WORK INSTRUCTIONS:
Report back each line of the data that contains the word "path".

Dataset excerpts:
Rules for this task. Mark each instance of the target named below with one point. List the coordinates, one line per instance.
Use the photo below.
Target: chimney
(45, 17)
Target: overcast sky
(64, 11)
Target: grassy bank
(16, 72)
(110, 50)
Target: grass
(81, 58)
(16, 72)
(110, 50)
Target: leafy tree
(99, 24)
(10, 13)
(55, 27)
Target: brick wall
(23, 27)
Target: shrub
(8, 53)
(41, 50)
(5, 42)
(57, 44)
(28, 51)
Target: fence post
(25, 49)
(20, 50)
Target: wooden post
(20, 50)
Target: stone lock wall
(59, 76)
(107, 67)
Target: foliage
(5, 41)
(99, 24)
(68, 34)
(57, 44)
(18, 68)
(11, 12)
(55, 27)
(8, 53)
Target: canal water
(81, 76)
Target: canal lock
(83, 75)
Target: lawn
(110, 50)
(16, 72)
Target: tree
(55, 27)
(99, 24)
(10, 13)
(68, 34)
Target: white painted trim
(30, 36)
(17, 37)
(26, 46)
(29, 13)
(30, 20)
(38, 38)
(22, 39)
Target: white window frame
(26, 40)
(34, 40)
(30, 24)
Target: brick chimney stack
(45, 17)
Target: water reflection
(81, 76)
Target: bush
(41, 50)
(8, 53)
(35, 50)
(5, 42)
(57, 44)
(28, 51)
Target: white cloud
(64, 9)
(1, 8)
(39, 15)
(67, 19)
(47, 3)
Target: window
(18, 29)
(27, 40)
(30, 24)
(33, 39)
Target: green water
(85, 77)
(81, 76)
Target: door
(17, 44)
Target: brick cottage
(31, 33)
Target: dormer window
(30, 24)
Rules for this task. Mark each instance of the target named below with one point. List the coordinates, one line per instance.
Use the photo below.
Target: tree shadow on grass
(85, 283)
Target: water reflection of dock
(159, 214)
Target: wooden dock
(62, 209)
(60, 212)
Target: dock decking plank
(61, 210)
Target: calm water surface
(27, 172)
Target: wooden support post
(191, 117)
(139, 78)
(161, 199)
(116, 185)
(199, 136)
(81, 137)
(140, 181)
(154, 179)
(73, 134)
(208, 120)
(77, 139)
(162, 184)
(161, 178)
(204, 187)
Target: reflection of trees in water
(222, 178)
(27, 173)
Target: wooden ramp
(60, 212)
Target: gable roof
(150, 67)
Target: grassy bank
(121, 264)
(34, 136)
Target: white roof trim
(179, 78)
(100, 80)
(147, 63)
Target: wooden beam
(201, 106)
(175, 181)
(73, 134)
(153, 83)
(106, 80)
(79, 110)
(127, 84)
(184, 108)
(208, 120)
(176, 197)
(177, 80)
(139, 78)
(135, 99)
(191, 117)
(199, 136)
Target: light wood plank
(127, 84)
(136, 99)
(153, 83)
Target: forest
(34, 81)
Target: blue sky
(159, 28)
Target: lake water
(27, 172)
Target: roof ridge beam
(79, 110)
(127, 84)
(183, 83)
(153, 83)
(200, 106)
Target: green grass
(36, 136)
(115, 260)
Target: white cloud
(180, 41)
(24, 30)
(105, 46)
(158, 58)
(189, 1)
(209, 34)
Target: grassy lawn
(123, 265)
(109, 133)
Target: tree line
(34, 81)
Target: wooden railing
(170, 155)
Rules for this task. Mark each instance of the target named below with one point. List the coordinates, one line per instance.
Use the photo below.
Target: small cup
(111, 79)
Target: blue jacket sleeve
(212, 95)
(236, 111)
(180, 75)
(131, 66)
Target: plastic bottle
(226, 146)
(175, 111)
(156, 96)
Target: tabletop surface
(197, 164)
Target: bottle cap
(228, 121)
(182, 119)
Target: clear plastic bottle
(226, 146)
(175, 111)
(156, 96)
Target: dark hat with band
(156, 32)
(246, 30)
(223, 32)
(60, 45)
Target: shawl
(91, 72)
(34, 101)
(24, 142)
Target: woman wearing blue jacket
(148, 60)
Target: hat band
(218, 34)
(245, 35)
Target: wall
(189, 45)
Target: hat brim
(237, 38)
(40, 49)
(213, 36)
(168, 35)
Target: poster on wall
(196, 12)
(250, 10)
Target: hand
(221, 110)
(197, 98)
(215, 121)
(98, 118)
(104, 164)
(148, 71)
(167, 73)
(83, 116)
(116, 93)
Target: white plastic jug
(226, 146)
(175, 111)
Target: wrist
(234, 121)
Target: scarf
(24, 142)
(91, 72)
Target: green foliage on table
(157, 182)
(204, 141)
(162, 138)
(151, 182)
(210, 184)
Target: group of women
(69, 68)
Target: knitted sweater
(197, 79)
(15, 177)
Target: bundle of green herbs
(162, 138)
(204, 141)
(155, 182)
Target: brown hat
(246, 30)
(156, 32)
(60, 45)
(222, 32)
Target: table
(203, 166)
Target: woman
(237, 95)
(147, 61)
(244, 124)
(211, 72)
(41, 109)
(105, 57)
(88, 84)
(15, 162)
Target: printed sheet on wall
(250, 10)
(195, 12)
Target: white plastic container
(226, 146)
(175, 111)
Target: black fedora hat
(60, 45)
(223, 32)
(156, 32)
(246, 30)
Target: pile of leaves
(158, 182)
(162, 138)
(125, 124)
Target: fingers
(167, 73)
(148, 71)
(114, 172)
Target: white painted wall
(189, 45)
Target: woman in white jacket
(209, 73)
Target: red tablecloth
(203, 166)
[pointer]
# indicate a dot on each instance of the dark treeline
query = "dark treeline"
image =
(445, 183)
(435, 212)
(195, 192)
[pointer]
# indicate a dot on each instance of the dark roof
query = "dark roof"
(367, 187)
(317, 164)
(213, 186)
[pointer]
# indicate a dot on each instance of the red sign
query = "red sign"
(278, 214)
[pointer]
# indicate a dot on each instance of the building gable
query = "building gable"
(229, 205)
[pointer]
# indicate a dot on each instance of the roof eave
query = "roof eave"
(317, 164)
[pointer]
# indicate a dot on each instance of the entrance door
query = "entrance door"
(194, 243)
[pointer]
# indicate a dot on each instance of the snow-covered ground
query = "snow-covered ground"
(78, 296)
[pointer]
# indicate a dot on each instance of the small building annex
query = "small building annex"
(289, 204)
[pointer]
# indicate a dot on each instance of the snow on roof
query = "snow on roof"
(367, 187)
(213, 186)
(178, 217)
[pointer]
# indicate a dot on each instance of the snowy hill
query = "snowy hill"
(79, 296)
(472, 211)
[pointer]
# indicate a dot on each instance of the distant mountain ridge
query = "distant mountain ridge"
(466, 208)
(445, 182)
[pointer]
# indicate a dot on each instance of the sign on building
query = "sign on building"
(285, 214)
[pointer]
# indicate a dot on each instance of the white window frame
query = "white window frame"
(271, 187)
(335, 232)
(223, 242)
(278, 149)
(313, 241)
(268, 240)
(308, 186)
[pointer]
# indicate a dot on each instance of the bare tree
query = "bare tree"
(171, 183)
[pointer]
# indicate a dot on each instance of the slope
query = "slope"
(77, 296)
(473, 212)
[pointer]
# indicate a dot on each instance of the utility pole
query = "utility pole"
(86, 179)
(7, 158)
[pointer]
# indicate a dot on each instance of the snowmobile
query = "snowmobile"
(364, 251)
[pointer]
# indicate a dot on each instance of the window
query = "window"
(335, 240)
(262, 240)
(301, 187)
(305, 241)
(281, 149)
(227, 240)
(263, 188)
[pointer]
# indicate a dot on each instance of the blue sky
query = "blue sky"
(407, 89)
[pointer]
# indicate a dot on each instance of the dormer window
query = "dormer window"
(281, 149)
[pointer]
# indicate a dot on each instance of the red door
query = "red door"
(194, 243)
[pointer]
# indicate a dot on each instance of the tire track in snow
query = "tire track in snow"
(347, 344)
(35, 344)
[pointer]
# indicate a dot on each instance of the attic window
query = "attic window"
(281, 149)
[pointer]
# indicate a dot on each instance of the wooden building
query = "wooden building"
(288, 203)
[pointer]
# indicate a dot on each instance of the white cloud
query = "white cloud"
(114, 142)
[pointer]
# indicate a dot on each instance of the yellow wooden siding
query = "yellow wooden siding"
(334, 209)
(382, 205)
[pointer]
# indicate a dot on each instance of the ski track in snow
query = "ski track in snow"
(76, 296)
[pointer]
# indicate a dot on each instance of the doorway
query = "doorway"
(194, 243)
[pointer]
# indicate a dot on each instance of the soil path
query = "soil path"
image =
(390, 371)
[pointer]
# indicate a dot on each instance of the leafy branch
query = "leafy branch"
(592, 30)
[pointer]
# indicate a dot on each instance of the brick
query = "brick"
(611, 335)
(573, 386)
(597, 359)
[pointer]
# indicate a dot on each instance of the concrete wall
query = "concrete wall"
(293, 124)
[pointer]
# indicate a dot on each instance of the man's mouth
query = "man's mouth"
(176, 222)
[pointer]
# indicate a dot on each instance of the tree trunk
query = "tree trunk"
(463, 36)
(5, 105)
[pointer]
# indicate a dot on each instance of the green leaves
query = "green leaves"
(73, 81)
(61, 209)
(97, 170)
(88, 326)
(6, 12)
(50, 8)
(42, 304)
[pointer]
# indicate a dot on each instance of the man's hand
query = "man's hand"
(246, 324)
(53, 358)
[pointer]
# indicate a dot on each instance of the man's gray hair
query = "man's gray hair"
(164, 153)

EXERCISE RESULT:
# indicate a dot on each instance of the soil path
query = "soil path"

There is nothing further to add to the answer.